Input records =
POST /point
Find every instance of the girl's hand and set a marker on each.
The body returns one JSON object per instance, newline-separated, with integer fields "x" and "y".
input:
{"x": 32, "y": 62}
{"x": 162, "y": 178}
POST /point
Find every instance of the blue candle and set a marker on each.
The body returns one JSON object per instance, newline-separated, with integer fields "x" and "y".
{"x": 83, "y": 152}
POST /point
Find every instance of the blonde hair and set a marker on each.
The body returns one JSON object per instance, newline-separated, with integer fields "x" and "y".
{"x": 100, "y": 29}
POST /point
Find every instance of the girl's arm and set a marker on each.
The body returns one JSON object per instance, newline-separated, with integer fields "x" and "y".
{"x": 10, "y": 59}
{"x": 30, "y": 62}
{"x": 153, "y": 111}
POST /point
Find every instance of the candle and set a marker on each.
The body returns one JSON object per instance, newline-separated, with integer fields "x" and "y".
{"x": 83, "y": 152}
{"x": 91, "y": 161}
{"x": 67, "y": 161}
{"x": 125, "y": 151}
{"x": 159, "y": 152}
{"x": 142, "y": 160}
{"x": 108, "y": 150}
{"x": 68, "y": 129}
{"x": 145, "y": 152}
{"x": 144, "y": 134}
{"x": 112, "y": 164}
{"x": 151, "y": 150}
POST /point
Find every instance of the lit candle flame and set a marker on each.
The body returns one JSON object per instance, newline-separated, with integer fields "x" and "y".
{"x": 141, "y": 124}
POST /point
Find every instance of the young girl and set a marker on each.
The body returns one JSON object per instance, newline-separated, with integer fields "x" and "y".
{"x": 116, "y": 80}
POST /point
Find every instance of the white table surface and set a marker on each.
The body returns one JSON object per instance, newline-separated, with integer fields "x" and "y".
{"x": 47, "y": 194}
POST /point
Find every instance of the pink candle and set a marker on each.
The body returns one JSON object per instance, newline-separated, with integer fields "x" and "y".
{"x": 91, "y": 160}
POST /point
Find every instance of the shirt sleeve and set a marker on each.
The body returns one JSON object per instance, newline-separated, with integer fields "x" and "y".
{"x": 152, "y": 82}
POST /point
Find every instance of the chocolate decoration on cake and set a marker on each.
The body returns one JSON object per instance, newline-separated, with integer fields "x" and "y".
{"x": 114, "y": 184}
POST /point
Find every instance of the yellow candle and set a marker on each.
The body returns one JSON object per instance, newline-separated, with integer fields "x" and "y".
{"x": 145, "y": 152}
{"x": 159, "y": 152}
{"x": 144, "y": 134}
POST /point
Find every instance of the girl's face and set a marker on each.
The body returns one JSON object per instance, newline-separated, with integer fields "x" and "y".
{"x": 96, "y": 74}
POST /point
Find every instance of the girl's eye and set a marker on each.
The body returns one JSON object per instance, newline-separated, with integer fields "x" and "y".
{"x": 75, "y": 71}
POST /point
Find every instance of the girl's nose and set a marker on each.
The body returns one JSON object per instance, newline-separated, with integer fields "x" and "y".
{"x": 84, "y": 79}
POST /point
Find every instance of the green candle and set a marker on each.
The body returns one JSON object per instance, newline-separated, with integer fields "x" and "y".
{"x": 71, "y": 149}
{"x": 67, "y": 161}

--

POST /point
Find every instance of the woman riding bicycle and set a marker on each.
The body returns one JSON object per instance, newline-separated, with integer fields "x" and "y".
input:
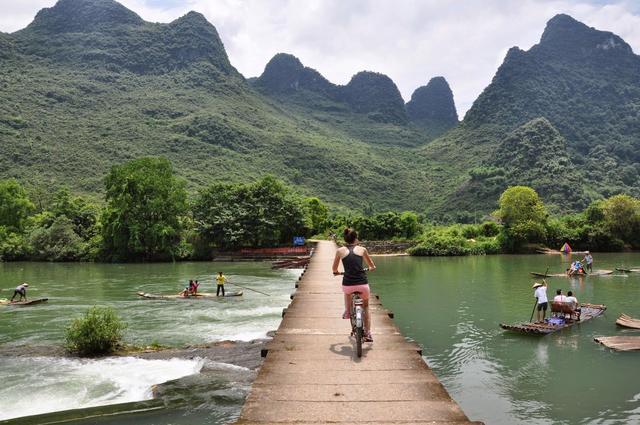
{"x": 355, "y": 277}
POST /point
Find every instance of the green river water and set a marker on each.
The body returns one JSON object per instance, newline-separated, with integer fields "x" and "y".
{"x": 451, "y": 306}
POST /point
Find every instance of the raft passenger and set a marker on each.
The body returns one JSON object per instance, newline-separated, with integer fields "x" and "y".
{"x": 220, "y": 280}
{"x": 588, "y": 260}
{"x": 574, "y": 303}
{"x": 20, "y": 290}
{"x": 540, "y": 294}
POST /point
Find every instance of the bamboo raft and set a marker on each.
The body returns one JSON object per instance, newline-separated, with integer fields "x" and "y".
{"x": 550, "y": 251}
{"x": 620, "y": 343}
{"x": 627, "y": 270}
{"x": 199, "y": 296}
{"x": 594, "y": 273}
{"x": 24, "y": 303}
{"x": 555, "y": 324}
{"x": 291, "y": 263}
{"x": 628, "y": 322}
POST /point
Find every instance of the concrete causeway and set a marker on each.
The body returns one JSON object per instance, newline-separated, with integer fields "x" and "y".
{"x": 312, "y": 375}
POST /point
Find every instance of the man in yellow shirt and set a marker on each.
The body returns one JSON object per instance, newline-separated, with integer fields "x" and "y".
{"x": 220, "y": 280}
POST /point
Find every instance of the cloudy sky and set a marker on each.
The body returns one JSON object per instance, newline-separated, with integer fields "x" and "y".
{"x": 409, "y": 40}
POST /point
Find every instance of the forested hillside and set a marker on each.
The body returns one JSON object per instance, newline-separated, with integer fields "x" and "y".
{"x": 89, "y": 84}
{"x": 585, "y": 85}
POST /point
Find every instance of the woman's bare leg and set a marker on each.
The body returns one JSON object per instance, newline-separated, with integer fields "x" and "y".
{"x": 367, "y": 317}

---

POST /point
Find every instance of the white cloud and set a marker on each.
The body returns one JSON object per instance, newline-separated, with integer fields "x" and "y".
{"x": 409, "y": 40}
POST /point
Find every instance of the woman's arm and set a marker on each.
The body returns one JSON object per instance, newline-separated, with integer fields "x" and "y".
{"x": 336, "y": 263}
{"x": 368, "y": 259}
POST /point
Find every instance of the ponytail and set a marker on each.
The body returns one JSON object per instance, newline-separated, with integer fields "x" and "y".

Required work = Extract each line of the listing above that contains the string "shirt", and copy those lines unchanged.

Exercise answer =
Find every instance of the shirt sleeve and set a marker on each.
Find every instance of the man in yellow shirt and set a marker on each.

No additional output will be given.